Line by line, return the data exactly as shown.

[[ Data for analysis open ]]

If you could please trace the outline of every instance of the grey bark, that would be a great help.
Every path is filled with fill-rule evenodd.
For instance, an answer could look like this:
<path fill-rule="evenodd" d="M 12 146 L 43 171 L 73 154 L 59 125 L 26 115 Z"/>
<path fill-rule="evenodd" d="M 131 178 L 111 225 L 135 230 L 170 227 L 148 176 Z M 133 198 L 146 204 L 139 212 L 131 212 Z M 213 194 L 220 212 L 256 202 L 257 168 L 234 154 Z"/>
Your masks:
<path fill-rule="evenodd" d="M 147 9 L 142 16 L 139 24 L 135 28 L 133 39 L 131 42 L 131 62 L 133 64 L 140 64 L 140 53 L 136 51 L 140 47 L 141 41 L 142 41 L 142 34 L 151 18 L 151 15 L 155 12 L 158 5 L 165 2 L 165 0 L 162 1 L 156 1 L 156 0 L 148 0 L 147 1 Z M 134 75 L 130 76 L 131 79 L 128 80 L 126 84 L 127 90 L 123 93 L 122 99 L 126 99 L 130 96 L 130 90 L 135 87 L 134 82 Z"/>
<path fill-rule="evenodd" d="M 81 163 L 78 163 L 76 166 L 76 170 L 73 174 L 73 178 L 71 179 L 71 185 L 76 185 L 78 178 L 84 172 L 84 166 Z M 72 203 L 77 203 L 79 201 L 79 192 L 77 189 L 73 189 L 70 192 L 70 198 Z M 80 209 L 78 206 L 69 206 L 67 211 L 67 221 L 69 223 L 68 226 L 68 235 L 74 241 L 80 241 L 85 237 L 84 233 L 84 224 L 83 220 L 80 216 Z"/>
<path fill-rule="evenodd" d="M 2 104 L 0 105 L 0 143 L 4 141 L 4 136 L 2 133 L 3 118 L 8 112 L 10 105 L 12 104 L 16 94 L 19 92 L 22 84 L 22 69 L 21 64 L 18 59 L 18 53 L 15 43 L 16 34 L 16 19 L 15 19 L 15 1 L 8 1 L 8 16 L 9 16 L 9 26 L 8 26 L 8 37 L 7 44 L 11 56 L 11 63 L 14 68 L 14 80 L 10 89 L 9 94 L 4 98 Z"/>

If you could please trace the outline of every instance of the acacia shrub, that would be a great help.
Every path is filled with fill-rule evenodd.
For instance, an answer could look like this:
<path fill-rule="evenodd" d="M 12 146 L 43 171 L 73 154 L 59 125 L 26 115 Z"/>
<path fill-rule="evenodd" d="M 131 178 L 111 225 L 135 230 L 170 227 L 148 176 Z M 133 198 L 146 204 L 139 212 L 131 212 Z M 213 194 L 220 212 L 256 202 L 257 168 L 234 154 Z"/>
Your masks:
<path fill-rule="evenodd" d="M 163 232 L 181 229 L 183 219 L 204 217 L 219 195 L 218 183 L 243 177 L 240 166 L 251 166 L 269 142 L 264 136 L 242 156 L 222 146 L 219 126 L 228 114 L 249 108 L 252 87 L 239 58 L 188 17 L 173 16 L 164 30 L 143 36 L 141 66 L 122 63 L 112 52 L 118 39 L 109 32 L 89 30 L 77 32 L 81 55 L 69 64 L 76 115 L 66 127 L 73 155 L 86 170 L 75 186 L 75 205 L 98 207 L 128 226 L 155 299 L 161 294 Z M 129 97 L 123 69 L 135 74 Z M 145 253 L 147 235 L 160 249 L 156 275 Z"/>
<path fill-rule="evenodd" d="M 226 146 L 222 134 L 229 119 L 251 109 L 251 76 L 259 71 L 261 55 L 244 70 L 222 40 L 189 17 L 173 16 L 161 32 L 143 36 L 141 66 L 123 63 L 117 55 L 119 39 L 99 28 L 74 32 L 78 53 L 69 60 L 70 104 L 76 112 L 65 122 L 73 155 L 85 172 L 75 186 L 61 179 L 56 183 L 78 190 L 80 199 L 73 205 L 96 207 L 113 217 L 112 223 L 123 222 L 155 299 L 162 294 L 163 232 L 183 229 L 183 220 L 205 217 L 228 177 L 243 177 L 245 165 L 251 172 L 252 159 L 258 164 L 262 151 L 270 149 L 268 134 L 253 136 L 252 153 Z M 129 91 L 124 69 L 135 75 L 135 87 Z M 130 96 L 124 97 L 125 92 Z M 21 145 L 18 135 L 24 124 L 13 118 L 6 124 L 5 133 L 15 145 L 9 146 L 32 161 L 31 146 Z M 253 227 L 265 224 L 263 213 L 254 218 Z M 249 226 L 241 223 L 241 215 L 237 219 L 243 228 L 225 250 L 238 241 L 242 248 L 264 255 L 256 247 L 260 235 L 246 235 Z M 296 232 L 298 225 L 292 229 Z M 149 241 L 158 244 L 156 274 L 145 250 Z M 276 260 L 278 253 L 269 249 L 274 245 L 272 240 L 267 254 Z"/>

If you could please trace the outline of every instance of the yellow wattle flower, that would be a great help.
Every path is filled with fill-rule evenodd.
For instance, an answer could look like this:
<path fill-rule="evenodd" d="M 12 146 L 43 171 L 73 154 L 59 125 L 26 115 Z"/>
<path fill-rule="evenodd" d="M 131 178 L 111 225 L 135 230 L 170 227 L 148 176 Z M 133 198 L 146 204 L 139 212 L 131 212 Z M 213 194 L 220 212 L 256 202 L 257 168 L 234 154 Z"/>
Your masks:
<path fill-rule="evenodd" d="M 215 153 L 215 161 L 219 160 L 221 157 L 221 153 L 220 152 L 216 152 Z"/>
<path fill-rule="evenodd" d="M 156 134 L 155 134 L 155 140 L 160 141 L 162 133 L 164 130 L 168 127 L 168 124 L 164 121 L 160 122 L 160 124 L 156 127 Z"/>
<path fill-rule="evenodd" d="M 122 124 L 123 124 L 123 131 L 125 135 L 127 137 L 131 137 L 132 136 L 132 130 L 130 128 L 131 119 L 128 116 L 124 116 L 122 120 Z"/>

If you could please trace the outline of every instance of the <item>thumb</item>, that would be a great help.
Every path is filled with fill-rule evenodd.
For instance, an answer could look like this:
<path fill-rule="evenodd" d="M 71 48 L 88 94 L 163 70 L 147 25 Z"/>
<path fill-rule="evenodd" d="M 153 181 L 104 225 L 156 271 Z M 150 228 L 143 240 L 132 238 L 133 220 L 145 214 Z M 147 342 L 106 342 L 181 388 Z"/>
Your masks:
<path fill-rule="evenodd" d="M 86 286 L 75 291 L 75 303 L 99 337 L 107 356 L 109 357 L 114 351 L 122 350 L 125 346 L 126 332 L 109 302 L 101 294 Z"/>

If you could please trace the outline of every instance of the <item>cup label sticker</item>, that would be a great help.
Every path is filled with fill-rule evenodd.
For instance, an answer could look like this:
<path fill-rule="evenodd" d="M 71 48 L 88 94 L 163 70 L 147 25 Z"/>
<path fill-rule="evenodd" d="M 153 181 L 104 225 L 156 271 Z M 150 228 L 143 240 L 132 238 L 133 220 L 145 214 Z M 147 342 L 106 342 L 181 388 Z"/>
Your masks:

[[ Data for analysis closed ]]

== Solution to this exercise ==
If you could please trace the outline of every instance of the grey bark, that would be a great help.
Every path is filled with fill-rule evenodd.
For instance, an answer could look like this:
<path fill-rule="evenodd" d="M 12 146 L 43 171 L 73 154 L 59 125 L 26 115 Z"/>
<path fill-rule="evenodd" d="M 131 178 L 111 225 L 135 230 L 170 227 L 148 176 Z M 133 198 L 146 204 L 139 212 L 131 212 Z M 213 194 L 220 212 L 256 202 L 257 168 L 234 154 Z"/>
Your masks:
<path fill-rule="evenodd" d="M 147 9 L 142 16 L 139 24 L 135 28 L 133 39 L 131 42 L 131 62 L 133 64 L 140 64 L 140 53 L 136 51 L 140 47 L 141 41 L 142 41 L 142 34 L 151 18 L 151 15 L 155 12 L 158 5 L 165 2 L 165 0 L 162 1 L 156 1 L 156 0 L 148 0 L 147 1 Z M 134 75 L 130 76 L 131 79 L 128 80 L 126 84 L 127 90 L 123 93 L 122 99 L 126 99 L 130 96 L 130 90 L 135 87 L 134 82 Z"/>
<path fill-rule="evenodd" d="M 81 163 L 78 163 L 76 166 L 76 170 L 73 174 L 73 178 L 71 179 L 71 185 L 76 185 L 78 178 L 84 172 L 84 166 Z M 72 203 L 77 203 L 79 201 L 79 192 L 77 189 L 73 189 L 70 192 L 70 198 Z M 80 209 L 78 206 L 69 206 L 67 211 L 67 221 L 69 223 L 68 226 L 68 235 L 74 241 L 80 241 L 85 237 L 84 233 L 84 224 L 83 220 L 80 216 Z"/>
<path fill-rule="evenodd" d="M 2 104 L 0 105 L 0 143 L 4 141 L 4 136 L 2 133 L 3 118 L 8 112 L 10 105 L 12 104 L 16 94 L 19 92 L 22 84 L 22 69 L 21 64 L 18 59 L 18 53 L 15 43 L 16 34 L 16 19 L 15 19 L 15 1 L 8 1 L 8 16 L 9 16 L 9 26 L 8 26 L 8 37 L 7 44 L 11 56 L 11 63 L 14 68 L 14 80 L 10 89 L 9 94 L 4 98 Z"/>

If you could please trace the outline of every instance of the acacia shrub, that would be a great help.
Every path is filled with fill-rule evenodd.
For instance, an answer could look like this:
<path fill-rule="evenodd" d="M 12 146 L 43 171 L 73 154 L 59 125 L 26 115 Z"/>
<path fill-rule="evenodd" d="M 131 178 L 111 225 L 135 230 L 170 227 L 148 176 Z M 133 198 L 146 204 L 139 212 L 131 212 Z M 213 194 L 220 212 L 256 202 L 257 168 L 234 154 Z"/>
Your masks:
<path fill-rule="evenodd" d="M 163 232 L 181 229 L 183 219 L 204 217 L 219 195 L 218 183 L 243 177 L 240 166 L 251 166 L 269 142 L 264 136 L 242 156 L 222 146 L 219 126 L 228 114 L 249 108 L 252 87 L 239 58 L 188 17 L 173 16 L 164 30 L 143 36 L 141 66 L 122 63 L 112 52 L 118 39 L 109 32 L 89 30 L 77 32 L 81 55 L 69 64 L 76 115 L 66 127 L 73 155 L 86 170 L 75 186 L 75 205 L 98 207 L 128 226 L 155 299 L 161 294 Z M 129 97 L 123 69 L 135 74 Z M 145 253 L 147 235 L 160 249 L 156 275 Z"/>
<path fill-rule="evenodd" d="M 226 146 L 222 134 L 229 119 L 251 109 L 251 76 L 259 71 L 261 55 L 244 70 L 222 40 L 189 17 L 173 16 L 161 32 L 143 36 L 141 66 L 123 63 L 117 55 L 119 39 L 99 28 L 74 32 L 78 53 L 69 60 L 70 104 L 76 112 L 65 122 L 73 155 L 85 172 L 75 186 L 61 179 L 56 183 L 78 190 L 80 199 L 73 205 L 96 207 L 113 217 L 112 223 L 123 222 L 155 299 L 162 294 L 163 232 L 183 229 L 183 220 L 205 217 L 228 177 L 243 177 L 245 165 L 251 172 L 252 159 L 258 164 L 262 151 L 270 149 L 268 134 L 253 136 L 252 153 Z M 129 91 L 124 69 L 135 75 L 135 87 Z M 130 96 L 124 97 L 125 92 Z M 21 145 L 18 135 L 24 124 L 13 118 L 6 124 L 5 133 L 15 145 L 9 146 L 32 161 L 31 146 Z M 253 227 L 265 224 L 263 213 L 254 218 Z M 249 226 L 241 223 L 241 215 L 237 219 L 243 228 L 225 250 L 238 241 L 242 248 L 264 255 L 256 247 L 260 235 L 246 235 Z M 296 232 L 298 225 L 292 229 Z M 149 241 L 158 244 L 156 274 L 145 250 Z M 276 260 L 278 253 L 269 249 L 274 245 L 272 240 L 267 254 Z"/>

If you could please trace the outline of every instance of the yellow wattle flower, that would be a great help.
Every path is filled with fill-rule evenodd.
For instance, an answer could look like this:
<path fill-rule="evenodd" d="M 12 146 L 43 171 L 73 154 L 59 125 L 26 115 Z"/>
<path fill-rule="evenodd" d="M 131 178 L 111 225 L 135 230 L 170 227 L 148 176 Z M 133 198 L 146 204 L 139 212 L 131 212 Z M 213 194 L 220 212 L 256 202 L 257 168 L 234 154 Z"/>
Your masks:
<path fill-rule="evenodd" d="M 215 153 L 215 161 L 219 160 L 221 157 L 221 153 L 220 152 L 216 152 Z"/>
<path fill-rule="evenodd" d="M 156 134 L 155 134 L 155 140 L 160 141 L 162 133 L 164 130 L 168 127 L 168 124 L 164 121 L 160 122 L 160 124 L 156 127 Z"/>
<path fill-rule="evenodd" d="M 122 124 L 123 124 L 123 131 L 125 135 L 127 137 L 131 137 L 132 136 L 132 130 L 130 128 L 131 119 L 128 116 L 124 116 L 122 120 Z"/>

If you could please trace the outline of every instance of the <item>thumb</item>, that would be a great help.
Every path is filled with fill-rule evenodd.
For instance, an answer could look like this:
<path fill-rule="evenodd" d="M 71 48 L 88 94 L 163 70 L 147 25 Z"/>
<path fill-rule="evenodd" d="M 153 181 L 104 225 L 156 271 Z M 150 228 L 143 240 L 132 238 L 133 220 L 145 214 Z M 147 342 L 106 342 L 181 388 Z"/>
Your masks:
<path fill-rule="evenodd" d="M 86 286 L 75 291 L 75 303 L 99 337 L 107 356 L 109 357 L 114 351 L 122 350 L 125 346 L 126 332 L 109 302 L 101 294 Z"/>

If you could please trace the outline of every instance of the <item>cup label sticker</item>, that would be a great help.
Every path is filled with fill-rule evenodd.
For instance, an answer could look like this:
<path fill-rule="evenodd" d="M 71 48 L 88 94 L 163 70 L 147 25 Z"/>
<path fill-rule="evenodd" d="M 153 181 L 104 225 L 156 271 Z M 150 228 L 143 240 L 132 238 L 133 220 L 145 214 Z M 147 342 L 106 342 L 181 388 Z"/>
Your masks:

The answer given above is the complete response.